Stored entries:
-- START --
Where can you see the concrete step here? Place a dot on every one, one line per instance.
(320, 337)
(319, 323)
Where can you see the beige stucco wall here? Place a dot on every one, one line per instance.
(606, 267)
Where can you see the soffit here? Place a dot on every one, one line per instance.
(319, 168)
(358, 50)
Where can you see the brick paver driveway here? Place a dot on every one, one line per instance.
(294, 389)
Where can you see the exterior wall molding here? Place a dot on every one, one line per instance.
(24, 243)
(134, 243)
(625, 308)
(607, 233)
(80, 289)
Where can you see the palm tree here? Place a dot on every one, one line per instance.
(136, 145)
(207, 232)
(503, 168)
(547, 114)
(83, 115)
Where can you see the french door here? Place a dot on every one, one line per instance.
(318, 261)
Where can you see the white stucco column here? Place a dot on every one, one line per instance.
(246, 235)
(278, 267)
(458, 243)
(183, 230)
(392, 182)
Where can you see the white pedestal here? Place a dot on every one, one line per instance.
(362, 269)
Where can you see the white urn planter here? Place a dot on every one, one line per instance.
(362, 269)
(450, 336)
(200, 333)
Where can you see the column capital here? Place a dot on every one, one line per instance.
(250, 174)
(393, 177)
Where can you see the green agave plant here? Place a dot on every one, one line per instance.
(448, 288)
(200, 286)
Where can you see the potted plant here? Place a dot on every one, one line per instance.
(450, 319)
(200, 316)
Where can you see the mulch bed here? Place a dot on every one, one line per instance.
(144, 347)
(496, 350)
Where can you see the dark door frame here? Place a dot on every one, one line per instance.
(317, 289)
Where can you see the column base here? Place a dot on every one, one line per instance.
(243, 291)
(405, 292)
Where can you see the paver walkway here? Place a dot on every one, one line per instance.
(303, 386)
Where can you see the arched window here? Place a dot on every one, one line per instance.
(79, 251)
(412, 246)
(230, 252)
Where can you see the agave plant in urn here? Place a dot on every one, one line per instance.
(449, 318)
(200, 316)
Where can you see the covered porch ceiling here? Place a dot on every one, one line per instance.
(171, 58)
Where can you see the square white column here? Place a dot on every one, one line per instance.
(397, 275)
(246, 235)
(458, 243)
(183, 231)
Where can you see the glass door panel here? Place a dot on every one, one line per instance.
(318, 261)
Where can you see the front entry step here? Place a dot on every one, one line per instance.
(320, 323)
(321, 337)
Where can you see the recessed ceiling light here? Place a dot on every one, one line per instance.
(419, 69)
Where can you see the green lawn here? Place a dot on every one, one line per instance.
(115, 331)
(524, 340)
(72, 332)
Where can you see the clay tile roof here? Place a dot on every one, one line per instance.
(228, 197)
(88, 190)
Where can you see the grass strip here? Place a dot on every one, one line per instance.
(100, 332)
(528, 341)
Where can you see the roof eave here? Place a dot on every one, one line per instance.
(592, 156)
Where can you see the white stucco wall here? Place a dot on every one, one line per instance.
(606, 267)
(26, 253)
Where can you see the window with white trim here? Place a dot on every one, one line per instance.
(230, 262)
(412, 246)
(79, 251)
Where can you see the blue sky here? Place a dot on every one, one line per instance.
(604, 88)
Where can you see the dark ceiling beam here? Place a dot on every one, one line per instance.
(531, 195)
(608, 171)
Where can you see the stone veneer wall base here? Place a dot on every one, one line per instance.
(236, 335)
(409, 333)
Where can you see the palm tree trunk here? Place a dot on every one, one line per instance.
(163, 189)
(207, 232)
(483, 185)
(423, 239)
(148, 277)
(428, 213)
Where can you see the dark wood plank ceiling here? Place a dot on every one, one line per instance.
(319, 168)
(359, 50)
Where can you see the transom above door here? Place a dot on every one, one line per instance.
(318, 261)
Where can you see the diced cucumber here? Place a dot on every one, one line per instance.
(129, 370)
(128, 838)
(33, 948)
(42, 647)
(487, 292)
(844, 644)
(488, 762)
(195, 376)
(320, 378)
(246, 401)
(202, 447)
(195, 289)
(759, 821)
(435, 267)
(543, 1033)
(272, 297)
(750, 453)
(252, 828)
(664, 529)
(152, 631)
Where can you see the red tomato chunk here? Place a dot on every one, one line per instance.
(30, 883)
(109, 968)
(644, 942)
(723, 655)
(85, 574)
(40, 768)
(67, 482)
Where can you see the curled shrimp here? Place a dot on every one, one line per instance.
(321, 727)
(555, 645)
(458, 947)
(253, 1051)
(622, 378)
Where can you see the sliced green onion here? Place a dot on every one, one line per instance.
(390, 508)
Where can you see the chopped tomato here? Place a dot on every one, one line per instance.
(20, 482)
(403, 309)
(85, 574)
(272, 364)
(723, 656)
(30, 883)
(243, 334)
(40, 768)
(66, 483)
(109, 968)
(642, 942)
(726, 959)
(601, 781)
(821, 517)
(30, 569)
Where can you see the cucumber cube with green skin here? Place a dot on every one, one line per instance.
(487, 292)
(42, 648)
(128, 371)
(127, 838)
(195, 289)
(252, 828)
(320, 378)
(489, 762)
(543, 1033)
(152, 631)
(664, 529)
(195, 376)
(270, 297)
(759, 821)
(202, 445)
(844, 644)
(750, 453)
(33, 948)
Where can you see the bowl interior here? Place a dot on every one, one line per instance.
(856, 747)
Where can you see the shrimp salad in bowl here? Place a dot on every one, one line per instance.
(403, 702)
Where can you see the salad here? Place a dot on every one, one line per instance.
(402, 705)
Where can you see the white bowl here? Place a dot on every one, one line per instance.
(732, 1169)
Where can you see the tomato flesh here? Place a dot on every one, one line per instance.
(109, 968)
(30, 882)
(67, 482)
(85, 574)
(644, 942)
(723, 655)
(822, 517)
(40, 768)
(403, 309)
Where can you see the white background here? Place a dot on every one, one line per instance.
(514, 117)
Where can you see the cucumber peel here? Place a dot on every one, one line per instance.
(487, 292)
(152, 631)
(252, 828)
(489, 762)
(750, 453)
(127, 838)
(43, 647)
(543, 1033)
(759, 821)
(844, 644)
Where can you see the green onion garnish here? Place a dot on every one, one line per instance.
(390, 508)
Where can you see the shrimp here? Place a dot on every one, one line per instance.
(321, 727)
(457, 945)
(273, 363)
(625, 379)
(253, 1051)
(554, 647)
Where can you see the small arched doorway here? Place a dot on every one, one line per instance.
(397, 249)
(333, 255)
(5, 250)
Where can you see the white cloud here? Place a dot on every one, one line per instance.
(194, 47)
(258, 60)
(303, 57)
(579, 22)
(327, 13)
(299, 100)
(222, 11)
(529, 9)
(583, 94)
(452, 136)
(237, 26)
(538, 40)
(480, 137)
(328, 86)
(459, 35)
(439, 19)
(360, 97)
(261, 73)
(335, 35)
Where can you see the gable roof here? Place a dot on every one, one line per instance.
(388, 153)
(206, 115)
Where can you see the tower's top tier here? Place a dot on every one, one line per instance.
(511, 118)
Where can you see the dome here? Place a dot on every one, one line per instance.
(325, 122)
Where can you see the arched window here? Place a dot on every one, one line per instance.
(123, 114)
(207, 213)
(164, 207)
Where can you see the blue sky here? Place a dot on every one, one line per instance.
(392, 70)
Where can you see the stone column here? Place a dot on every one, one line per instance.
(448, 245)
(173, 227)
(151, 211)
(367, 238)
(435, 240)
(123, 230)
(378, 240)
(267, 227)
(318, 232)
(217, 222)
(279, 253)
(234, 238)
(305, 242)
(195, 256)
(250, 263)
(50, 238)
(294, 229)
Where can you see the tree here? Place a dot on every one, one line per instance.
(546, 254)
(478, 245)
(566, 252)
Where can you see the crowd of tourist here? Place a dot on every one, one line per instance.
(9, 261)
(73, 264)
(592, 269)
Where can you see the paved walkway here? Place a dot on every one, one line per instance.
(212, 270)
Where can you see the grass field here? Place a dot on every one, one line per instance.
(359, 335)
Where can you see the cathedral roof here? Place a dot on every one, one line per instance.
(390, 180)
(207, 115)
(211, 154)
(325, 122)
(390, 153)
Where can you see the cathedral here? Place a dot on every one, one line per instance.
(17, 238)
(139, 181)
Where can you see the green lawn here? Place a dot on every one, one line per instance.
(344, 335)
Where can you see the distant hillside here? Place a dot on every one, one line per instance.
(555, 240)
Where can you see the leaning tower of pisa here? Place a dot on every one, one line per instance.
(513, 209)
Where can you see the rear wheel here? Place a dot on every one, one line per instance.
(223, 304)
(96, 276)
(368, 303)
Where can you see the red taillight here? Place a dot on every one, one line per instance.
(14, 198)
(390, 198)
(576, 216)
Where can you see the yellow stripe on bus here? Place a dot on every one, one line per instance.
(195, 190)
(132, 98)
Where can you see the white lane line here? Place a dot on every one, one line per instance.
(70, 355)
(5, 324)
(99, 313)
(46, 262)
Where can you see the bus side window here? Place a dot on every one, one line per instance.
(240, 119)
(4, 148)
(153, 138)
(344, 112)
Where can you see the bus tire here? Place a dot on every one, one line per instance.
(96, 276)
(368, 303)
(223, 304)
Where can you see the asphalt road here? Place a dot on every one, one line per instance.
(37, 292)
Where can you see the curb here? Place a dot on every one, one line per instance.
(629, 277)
-- END --
Objective: Retype exactly the lines from the one containing "Where can you see the yellow" through the last line of the records above, including both.

Result for this exercise:
Where can you see the yellow stripe on bus here? Place a dot on every one, one line per instance.
(195, 190)
(132, 98)
Where can you see the white lane line here? Place a dot on every one, one line per instance.
(70, 355)
(5, 324)
(99, 313)
(46, 262)
Where can you see the bus side window here? Place a dot on every one, one line per instance.
(240, 119)
(4, 148)
(153, 138)
(344, 112)
Where can you see the bus tire here? Place a dot on every one, one line per instance.
(96, 276)
(368, 303)
(223, 304)
Where can you see the asphalt road here? Place a dot on every one, one line per instance.
(37, 292)
Where can you see the curb here? Place a dot on every one, one line per instance.
(629, 277)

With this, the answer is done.